━━━ DATA SUPPLIED

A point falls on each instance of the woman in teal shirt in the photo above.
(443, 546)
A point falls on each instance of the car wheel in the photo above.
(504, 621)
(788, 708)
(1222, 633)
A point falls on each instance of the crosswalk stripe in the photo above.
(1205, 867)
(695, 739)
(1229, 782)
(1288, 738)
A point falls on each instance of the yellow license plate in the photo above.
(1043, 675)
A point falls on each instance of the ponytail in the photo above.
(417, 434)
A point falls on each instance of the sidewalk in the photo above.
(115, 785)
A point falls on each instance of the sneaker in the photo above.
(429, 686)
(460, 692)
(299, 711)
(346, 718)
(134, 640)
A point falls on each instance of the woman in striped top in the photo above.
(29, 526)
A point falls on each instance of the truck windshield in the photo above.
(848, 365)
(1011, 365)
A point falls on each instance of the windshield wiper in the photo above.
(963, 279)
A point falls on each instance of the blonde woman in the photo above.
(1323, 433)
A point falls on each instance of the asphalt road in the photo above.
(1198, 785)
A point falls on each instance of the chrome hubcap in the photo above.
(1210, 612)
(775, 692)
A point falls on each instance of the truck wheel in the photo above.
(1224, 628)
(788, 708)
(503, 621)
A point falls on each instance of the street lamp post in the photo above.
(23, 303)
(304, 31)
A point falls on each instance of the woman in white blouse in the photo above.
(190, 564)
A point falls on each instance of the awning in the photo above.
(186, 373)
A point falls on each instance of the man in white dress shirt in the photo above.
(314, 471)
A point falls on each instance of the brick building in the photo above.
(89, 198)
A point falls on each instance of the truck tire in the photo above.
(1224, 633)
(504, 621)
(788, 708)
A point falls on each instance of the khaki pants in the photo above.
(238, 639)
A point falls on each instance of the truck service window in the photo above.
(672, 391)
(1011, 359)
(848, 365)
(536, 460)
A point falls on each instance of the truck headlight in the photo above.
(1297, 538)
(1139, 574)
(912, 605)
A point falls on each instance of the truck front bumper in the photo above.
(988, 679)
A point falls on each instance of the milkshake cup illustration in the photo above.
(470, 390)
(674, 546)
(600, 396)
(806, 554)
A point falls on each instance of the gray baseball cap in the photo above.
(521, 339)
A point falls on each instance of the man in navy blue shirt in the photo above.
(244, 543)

━━━━━━

§ **DIRECTIONS FOR THIS TASK**
Give back exactly the lines that run from the line with "A point falls on each instance of the street" through the close of the material, counting both ends, and nothing more.

§ **WRITTEN ANSWER**
A point falls on each instance of the street lamp post in the photo above.
(23, 303)
(304, 31)
A point falls on each instance of the woman in white blouse in the photo above.
(190, 564)
A point falls on each instance of the awning in the photo above.
(186, 373)
A point falls on each instance of the man in white dress shirt in the photo above.
(314, 471)
A point falls on each instance of the brick building in the photo above.
(89, 198)
A point falls on each instance of the truck tire in the photo above.
(1224, 633)
(504, 621)
(788, 708)
A point falls on each instance of the khaki pants in the photo above.
(238, 639)
A point falls on each instance of the truck service window in the photo above.
(672, 391)
(1011, 359)
(848, 365)
(536, 460)
A point falls on each instance of the truck headlight in the photo above.
(1297, 538)
(1139, 574)
(912, 605)
A point falls on each instance of the truck front bumper in the photo above.
(988, 679)
A point falls on each instance of the milkshake cup illustration in the photo above.
(470, 390)
(674, 546)
(600, 396)
(806, 554)
A point falls on each instance of the gray baseball cap in the photo above.
(521, 339)
A point falls on each instance of the man in navy blue shirt in the photo above.
(244, 543)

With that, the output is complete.